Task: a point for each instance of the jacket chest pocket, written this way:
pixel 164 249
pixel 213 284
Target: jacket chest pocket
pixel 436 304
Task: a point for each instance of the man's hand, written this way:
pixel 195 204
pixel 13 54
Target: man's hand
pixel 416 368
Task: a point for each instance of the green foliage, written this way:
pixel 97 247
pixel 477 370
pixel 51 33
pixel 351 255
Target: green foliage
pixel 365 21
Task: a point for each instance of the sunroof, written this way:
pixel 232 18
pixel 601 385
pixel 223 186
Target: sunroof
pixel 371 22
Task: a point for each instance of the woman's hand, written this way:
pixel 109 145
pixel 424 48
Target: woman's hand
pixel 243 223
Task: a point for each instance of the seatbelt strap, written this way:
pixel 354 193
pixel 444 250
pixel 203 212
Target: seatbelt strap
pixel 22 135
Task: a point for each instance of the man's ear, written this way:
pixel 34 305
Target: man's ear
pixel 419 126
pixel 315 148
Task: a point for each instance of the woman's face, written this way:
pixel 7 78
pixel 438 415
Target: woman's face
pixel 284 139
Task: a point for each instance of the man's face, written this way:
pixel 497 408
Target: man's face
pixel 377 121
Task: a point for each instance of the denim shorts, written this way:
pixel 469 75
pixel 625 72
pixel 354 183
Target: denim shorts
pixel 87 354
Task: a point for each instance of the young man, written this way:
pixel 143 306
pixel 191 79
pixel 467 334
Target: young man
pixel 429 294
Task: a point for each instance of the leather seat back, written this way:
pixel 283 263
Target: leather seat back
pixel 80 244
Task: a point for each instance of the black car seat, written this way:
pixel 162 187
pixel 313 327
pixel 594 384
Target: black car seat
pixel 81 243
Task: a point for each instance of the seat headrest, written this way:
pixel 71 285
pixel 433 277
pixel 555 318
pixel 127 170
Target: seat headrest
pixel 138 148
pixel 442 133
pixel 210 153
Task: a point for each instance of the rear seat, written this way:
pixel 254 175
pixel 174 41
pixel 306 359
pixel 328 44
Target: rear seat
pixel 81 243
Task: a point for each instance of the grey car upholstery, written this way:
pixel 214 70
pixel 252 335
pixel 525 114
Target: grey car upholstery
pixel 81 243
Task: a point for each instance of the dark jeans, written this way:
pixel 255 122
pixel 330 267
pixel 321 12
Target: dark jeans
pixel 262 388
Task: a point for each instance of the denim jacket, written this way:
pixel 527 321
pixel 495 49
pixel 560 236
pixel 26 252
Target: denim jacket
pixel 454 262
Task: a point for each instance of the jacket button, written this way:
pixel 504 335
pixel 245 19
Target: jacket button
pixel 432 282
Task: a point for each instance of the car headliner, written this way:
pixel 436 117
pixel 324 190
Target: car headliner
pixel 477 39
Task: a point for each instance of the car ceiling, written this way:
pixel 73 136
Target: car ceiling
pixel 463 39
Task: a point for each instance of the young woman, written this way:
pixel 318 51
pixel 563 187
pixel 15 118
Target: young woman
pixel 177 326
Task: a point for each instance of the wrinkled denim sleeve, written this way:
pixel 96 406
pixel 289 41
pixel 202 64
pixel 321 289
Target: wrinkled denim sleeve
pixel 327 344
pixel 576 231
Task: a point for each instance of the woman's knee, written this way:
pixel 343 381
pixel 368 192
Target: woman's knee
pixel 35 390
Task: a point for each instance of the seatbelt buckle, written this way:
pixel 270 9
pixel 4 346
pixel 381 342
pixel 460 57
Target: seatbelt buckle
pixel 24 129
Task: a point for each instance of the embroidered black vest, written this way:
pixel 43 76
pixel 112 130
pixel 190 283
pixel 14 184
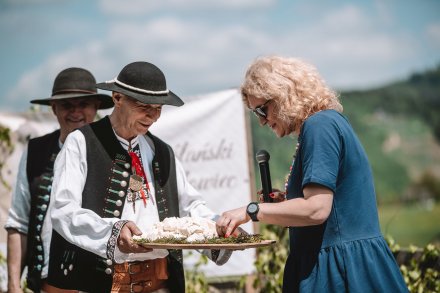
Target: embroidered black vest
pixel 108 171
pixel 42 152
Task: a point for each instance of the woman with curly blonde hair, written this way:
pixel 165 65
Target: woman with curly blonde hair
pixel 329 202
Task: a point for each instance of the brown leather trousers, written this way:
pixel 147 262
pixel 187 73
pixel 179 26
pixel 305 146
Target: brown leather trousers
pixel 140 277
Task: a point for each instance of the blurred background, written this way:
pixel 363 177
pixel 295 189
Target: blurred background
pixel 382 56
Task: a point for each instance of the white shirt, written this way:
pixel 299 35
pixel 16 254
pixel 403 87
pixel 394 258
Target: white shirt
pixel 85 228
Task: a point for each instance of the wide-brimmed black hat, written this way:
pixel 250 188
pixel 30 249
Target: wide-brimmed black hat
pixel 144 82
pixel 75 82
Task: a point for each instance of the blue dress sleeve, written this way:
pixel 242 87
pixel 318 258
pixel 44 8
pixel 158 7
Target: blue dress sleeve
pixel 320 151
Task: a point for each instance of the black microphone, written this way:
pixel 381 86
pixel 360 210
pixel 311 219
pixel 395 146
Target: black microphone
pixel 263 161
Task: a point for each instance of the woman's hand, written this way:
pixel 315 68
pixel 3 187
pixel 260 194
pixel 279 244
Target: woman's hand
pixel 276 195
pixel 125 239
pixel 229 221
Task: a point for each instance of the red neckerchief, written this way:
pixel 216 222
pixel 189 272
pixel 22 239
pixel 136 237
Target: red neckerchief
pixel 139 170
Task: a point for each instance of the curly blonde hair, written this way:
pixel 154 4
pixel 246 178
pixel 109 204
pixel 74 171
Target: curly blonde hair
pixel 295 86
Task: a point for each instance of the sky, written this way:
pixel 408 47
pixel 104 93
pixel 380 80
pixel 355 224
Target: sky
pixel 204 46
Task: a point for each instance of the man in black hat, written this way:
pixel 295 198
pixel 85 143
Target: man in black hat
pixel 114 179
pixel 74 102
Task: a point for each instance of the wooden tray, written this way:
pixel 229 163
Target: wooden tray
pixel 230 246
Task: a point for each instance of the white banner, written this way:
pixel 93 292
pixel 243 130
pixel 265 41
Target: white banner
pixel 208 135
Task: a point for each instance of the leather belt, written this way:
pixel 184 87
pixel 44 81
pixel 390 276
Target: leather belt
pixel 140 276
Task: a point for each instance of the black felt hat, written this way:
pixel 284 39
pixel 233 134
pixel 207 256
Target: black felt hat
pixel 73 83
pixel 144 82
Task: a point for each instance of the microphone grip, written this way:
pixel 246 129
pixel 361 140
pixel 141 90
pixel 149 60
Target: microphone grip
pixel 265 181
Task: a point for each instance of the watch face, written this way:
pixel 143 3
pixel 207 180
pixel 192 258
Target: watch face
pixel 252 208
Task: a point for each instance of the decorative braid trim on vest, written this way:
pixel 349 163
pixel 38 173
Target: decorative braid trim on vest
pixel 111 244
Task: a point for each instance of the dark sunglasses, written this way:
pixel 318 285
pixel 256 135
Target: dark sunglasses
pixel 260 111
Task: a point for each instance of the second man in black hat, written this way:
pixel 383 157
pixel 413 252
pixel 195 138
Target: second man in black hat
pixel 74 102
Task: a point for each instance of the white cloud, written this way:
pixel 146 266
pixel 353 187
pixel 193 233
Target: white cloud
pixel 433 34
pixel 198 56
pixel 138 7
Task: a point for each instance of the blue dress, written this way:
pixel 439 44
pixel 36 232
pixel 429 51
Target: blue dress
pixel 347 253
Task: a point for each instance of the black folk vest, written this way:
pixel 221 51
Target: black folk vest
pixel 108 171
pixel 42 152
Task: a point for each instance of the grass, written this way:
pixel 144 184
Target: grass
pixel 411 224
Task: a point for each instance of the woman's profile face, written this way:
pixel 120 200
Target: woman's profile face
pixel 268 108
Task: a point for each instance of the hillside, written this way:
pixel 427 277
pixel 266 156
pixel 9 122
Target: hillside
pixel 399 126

□ □ □ □

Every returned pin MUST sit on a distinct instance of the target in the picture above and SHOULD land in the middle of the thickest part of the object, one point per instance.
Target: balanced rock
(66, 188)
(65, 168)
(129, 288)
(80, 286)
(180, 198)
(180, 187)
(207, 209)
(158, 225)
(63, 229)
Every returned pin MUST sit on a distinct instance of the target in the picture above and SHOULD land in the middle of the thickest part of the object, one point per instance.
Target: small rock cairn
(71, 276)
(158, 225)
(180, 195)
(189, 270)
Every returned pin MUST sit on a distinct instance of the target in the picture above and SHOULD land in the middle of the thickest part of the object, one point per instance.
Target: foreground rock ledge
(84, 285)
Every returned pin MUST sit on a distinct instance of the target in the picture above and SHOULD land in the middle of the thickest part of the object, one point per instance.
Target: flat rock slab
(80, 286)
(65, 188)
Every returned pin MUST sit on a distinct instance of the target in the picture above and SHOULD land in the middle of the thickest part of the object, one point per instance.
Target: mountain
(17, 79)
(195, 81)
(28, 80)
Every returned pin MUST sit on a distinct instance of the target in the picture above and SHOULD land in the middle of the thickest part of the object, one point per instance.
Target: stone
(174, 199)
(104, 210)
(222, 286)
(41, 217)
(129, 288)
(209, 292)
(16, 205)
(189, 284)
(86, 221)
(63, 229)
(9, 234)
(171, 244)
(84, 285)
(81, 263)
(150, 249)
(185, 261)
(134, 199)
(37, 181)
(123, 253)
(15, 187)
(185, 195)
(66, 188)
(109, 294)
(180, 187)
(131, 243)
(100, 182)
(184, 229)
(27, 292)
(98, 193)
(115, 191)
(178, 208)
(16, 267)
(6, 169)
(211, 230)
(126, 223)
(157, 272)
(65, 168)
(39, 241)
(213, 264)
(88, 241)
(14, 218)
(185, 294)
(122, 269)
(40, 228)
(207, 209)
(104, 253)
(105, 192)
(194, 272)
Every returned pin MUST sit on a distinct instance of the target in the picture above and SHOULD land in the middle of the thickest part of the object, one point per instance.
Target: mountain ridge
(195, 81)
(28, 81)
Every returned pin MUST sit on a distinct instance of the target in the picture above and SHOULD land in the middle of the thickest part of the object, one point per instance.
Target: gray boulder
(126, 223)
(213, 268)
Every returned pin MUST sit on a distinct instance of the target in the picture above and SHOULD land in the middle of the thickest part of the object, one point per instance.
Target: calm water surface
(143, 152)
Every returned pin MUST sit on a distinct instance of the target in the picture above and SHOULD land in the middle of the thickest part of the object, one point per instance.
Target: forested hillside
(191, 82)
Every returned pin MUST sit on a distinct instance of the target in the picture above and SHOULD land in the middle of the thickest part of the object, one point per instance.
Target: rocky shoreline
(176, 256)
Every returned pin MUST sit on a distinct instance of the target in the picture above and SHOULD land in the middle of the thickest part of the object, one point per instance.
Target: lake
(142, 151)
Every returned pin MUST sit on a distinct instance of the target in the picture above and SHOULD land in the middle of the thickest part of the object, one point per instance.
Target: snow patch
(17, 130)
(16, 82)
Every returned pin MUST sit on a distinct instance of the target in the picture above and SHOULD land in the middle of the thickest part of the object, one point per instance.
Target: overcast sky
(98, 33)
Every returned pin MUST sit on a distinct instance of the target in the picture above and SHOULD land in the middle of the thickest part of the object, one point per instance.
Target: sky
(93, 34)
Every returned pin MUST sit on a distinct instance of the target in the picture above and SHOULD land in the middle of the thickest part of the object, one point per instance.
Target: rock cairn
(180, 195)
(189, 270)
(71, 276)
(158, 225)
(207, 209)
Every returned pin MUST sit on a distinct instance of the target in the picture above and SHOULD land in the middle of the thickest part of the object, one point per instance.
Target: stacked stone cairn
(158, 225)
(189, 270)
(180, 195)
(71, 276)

□ □ □ □

WORK ITEM: Return only the stretch of the material above from the line holding "Task: a point for each instance of the jacket chest" through the line holding "pixel 223 186", copied exactly.

RESULT OF THIS TASK:
Task: a point for each instance of the jacket chest pocket, written this way:
pixel 164 249
pixel 213 284
Target: jacket chest pocket
pixel 436 304
Task: a point for each instance of the man's hand, written this way:
pixel 195 204
pixel 13 54
Target: man's hand
pixel 416 368
Task: a point for each instance of the green foliage, written this way:
pixel 97 247
pixel 477 370
pixel 51 33
pixel 351 255
Target: green foliage
pixel 365 21
Task: a point for each instance of the sunroof, written this way:
pixel 232 18
pixel 601 385
pixel 223 186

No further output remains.